[Records from an annotation dataset]
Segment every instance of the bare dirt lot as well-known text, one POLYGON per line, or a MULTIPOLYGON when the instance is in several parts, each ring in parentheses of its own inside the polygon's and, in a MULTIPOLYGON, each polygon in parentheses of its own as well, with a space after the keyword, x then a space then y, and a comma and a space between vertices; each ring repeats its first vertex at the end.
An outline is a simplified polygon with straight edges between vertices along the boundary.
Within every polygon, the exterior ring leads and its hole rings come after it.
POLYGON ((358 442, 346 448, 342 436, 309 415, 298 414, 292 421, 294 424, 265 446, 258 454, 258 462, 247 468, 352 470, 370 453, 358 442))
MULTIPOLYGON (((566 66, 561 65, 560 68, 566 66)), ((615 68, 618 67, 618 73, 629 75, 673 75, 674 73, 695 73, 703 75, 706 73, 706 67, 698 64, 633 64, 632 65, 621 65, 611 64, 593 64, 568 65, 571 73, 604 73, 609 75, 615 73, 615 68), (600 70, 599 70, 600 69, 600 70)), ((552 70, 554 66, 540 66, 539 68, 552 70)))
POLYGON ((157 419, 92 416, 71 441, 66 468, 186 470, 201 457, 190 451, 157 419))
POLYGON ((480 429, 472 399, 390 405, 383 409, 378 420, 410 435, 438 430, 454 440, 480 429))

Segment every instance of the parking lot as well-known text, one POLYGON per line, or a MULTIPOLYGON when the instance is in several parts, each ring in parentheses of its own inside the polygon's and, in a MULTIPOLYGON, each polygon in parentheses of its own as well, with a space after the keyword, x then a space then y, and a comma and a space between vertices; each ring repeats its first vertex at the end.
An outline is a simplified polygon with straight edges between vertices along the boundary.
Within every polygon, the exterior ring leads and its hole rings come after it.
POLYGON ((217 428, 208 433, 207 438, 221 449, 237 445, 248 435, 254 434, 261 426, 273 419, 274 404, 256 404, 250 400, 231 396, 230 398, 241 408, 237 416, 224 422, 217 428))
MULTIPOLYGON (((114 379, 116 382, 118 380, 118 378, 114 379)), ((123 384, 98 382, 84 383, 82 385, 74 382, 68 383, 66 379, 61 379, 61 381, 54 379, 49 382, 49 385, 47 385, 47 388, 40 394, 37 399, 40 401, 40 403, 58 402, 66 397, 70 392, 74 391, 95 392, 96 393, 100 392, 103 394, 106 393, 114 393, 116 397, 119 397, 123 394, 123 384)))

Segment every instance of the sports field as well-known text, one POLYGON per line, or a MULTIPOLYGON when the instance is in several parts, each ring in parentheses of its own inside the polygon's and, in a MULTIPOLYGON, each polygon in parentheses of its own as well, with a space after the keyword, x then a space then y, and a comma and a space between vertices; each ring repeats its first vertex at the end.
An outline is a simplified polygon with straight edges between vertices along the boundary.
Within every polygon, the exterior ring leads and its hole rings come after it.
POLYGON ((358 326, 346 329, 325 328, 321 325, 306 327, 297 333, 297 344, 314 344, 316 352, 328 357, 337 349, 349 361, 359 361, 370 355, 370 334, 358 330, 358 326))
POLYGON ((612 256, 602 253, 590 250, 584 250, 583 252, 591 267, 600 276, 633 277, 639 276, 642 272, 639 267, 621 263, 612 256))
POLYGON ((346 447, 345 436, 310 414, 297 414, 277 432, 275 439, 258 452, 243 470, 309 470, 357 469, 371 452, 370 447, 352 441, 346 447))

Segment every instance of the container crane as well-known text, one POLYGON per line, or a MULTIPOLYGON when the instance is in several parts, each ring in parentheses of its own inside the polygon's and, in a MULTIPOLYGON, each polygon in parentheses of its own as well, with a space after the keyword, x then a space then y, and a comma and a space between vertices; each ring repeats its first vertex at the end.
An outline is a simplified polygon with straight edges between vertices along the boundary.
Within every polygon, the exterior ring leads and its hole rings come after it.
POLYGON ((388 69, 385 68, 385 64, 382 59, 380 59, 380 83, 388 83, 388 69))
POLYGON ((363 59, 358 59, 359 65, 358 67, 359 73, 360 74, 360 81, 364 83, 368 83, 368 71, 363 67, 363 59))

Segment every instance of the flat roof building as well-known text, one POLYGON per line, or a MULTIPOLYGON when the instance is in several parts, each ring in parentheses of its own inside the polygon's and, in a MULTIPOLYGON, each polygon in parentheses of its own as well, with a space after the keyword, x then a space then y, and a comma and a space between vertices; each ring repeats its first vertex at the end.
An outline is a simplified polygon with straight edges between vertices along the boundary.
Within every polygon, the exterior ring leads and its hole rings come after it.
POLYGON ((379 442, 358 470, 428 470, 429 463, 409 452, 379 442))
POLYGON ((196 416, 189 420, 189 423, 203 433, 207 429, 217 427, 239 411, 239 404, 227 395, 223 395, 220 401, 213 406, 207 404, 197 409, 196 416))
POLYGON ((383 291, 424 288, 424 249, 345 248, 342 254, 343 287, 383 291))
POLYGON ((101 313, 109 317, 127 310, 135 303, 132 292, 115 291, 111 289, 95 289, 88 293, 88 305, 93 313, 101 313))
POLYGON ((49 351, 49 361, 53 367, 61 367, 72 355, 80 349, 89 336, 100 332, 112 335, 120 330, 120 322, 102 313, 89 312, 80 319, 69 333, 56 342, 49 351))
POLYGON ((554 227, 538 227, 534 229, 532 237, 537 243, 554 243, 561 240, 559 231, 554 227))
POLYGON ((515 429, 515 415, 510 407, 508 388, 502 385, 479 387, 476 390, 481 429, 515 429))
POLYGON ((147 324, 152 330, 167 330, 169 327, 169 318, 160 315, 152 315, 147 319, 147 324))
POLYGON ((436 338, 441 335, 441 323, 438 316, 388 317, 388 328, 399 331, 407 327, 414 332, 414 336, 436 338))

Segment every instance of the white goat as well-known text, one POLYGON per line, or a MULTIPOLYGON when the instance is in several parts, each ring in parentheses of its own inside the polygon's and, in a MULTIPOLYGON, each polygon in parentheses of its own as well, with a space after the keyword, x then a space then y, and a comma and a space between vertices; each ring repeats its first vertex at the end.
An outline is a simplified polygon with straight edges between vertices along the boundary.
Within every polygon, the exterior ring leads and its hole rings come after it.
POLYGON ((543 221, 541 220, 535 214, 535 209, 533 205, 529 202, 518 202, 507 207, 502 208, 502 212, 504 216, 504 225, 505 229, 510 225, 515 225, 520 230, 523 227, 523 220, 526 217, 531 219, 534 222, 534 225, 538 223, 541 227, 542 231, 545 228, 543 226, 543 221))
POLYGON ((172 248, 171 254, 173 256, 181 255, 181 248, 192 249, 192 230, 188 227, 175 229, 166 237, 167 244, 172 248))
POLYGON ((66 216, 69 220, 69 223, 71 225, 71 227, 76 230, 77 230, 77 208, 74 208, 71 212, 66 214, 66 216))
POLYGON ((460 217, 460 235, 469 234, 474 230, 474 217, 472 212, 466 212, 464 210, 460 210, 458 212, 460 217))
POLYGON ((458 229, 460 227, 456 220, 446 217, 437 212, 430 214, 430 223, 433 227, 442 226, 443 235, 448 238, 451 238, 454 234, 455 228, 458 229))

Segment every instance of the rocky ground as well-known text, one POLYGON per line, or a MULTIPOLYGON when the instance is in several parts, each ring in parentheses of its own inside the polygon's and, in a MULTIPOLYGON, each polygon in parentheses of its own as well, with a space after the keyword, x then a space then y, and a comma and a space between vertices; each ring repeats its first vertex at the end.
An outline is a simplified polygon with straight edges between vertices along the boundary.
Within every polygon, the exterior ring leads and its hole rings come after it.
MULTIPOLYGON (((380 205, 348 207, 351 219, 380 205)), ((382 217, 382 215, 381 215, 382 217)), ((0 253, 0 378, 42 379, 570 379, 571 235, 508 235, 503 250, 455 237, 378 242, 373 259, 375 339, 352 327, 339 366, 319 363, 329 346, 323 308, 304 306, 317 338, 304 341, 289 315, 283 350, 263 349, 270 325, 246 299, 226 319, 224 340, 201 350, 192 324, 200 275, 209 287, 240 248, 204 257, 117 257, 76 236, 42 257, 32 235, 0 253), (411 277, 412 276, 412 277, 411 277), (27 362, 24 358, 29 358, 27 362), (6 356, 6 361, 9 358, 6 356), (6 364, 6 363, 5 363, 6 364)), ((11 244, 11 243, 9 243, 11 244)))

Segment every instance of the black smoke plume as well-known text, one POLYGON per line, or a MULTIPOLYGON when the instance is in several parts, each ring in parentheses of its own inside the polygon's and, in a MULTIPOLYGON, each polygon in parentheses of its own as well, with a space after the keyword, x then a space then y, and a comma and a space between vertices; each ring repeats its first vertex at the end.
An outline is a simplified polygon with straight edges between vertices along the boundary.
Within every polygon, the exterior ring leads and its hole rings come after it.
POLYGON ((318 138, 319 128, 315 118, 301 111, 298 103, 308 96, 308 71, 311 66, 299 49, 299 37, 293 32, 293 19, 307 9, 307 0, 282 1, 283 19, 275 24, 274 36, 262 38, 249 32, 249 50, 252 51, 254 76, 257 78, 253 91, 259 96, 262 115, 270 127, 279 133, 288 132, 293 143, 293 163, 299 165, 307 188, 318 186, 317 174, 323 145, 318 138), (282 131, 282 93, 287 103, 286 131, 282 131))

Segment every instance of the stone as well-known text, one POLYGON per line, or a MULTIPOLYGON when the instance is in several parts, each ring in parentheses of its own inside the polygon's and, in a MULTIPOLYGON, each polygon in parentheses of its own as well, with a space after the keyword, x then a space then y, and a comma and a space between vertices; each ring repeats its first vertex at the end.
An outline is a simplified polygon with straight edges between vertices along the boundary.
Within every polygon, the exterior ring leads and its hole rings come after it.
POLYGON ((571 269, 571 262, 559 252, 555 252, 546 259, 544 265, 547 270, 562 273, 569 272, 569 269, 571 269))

◆ Problem to work on
Edit the rows from the start through the line containing "POLYGON ((480 429, 472", replacing "bare dirt lot" with "gravel lot" and leaving everything else unchanged.

◆ Full answer
Segment every instance of the gravel lot as well-known text, one POLYGON per line, or a MULTIPOLYGON when the instance is in several parts, each ring in parentheses of its own inside the polygon's and, in a MULTIPOLYGON, each polygon in parentheses of its own as well, with a space after the keyword, x then a space then y, and a comma and a space between vertices; each ring repeats its first vertex at the end.
An outline is a simplified polygon with straight edges between vertices along the boundary.
Within every polygon, the exterior ring leads and its hole rings come after it.
POLYGON ((358 442, 346 448, 342 436, 309 415, 298 414, 292 421, 294 424, 265 446, 258 454, 258 462, 247 468, 352 470, 370 453, 358 442))
MULTIPOLYGON (((566 66, 561 65, 560 68, 566 66)), ((615 68, 618 67, 618 73, 629 75, 673 75, 674 73, 695 73, 703 75, 706 73, 706 67, 698 64, 633 64, 632 65, 621 65, 611 64, 593 64, 568 65, 571 73, 604 73, 609 75, 615 73, 615 68), (600 70, 599 70, 600 69, 600 70)), ((552 70, 554 66, 540 66, 539 68, 552 70)))
POLYGON ((157 419, 92 416, 71 441, 66 468, 186 470, 201 457, 190 451, 157 419))
POLYGON ((480 429, 472 399, 390 405, 383 409, 378 420, 410 435, 438 430, 454 440, 480 429))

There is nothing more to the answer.